## Aim
Locate the line that contains "Where can you find the blonde" in the entries below. Retype it and all following lines through the final one, character for character.

## Records from a collection
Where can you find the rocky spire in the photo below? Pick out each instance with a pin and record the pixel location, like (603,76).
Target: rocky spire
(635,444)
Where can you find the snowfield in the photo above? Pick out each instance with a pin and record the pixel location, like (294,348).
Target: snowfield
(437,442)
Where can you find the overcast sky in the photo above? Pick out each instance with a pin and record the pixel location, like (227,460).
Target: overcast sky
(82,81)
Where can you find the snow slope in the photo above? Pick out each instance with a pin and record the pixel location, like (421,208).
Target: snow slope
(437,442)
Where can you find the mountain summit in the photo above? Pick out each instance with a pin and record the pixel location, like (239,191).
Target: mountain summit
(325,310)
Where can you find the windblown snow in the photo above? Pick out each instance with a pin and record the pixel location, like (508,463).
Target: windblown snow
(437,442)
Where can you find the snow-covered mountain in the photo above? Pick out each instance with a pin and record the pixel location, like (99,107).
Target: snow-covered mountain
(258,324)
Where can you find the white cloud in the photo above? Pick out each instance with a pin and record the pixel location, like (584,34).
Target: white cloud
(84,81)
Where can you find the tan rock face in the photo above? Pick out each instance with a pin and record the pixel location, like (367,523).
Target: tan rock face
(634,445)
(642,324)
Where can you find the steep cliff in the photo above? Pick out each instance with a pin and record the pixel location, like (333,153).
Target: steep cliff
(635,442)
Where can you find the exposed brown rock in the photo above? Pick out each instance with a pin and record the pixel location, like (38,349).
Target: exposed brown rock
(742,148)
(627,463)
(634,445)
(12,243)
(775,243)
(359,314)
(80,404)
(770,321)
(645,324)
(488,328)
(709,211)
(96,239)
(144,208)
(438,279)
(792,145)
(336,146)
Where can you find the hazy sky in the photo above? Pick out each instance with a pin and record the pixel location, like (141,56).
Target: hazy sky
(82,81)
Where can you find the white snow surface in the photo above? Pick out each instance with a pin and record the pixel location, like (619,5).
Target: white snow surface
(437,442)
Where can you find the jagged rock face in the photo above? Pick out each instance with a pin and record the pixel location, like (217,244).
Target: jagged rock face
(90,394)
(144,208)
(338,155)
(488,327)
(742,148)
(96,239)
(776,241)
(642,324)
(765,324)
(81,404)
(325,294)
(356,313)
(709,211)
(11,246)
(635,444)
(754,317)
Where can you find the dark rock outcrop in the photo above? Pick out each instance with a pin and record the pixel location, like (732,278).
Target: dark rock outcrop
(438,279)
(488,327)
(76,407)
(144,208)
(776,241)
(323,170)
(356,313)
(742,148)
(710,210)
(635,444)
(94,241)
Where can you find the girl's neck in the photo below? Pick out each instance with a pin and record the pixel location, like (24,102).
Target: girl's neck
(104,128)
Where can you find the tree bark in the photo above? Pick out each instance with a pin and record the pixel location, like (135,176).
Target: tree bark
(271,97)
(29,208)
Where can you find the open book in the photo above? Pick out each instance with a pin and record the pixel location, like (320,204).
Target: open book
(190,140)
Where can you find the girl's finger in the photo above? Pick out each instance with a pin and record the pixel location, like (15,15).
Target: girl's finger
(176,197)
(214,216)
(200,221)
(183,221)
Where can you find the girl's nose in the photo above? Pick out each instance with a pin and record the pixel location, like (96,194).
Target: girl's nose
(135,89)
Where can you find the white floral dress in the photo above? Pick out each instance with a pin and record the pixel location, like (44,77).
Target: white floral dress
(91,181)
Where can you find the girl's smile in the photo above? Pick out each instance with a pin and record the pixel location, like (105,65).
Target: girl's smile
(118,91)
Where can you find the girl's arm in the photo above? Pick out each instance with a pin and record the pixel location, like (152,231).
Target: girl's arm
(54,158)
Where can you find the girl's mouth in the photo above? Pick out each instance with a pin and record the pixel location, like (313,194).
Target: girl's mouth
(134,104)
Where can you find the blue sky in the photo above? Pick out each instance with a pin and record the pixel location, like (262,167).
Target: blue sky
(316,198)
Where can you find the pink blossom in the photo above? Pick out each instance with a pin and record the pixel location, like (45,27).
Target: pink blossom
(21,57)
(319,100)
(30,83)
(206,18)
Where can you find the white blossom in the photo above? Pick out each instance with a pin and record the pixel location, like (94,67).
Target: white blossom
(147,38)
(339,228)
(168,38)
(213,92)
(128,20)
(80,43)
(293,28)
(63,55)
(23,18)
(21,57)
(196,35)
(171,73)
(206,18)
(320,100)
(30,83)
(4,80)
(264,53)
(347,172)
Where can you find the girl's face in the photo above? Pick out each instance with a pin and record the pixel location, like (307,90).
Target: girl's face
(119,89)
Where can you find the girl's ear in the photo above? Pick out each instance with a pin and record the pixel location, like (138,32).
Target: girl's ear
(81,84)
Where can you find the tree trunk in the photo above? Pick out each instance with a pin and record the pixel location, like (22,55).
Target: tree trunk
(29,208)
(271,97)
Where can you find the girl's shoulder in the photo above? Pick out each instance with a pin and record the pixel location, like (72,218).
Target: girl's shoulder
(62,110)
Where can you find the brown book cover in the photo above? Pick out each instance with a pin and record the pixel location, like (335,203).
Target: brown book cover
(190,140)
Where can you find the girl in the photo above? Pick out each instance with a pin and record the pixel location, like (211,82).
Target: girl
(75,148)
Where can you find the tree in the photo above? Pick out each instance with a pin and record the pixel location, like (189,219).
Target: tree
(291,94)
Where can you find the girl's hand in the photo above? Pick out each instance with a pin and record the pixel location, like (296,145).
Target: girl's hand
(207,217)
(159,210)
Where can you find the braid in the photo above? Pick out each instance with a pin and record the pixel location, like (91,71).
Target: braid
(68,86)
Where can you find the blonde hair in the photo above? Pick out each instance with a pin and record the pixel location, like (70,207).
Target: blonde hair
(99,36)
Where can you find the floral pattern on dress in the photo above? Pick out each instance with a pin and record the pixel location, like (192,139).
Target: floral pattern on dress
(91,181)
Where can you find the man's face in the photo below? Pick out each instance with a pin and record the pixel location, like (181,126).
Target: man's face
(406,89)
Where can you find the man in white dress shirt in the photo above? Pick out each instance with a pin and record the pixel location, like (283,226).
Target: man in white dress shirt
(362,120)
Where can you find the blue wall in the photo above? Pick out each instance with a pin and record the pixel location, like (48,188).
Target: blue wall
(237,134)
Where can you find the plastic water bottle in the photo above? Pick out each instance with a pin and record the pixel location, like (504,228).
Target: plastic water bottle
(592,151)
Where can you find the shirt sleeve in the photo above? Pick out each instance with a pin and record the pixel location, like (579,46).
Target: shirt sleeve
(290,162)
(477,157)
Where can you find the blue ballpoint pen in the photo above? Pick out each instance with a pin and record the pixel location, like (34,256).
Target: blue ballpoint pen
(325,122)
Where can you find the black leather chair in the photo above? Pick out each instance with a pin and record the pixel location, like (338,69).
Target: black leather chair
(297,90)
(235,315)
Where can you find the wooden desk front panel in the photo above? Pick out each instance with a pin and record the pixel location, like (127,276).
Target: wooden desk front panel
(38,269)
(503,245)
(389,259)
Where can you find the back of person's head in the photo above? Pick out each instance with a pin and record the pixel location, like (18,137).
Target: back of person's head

## Response
Where can you find the blonde hair in the photo above? Pick out each instance with a pin and record the pixel location, like (70,207).
Target: blonde hair
(99,36)
Where can you find the floral pattern on dress in the photo above? Pick out each instance with a pin and record the pixel location, like (192,139).
Target: floral pattern on dress
(91,181)
Where can you find the man's face in the photo below? Pick out each instance with a pin and record the pixel location, like (181,126).
Target: man's face
(406,89)
Where can you find the man in white dress shirt in the photo above? Pick out each instance with a pin and record the pixel location, like (283,226).
Target: man in white dress shirt
(362,120)
Where can you find the blue wall in the photo above? Pick out each instance with a pin and record the pixel location, like (48,188).
Target: blue wall
(237,134)
Where can you find the plastic water bottle in the photo above? Pick out each instance with a pin and record the pixel location, like (504,228).
Target: plastic water bottle
(592,151)
Where can you find the shirt sleeve in the photo above? Pick out each instance with a pin and record the pixel location, like (579,46).
Target: shirt sleeve
(290,162)
(477,157)
Where can you find the blue ballpoint pen in the photo above? Pick out each instance with a pin and record the pixel location, like (34,256).
Target: blue ballpoint pen
(325,122)
Where can you find the black leather chair in the photo above? Pick out each instance with a pin and record the pixel location, like (338,69).
Target: black leather chair
(297,90)
(235,315)
Where can you find the wooden desk front panel in the photo above? Pick out each instance with a pin and record the pixel location, like (127,276).
Target: wooden desk front panel
(38,269)
(503,245)
(389,259)
Where can you find the back of person's head in the photo above? Pick out each instance with a pin and record the pixel location, like (18,137).
Target: back of person's head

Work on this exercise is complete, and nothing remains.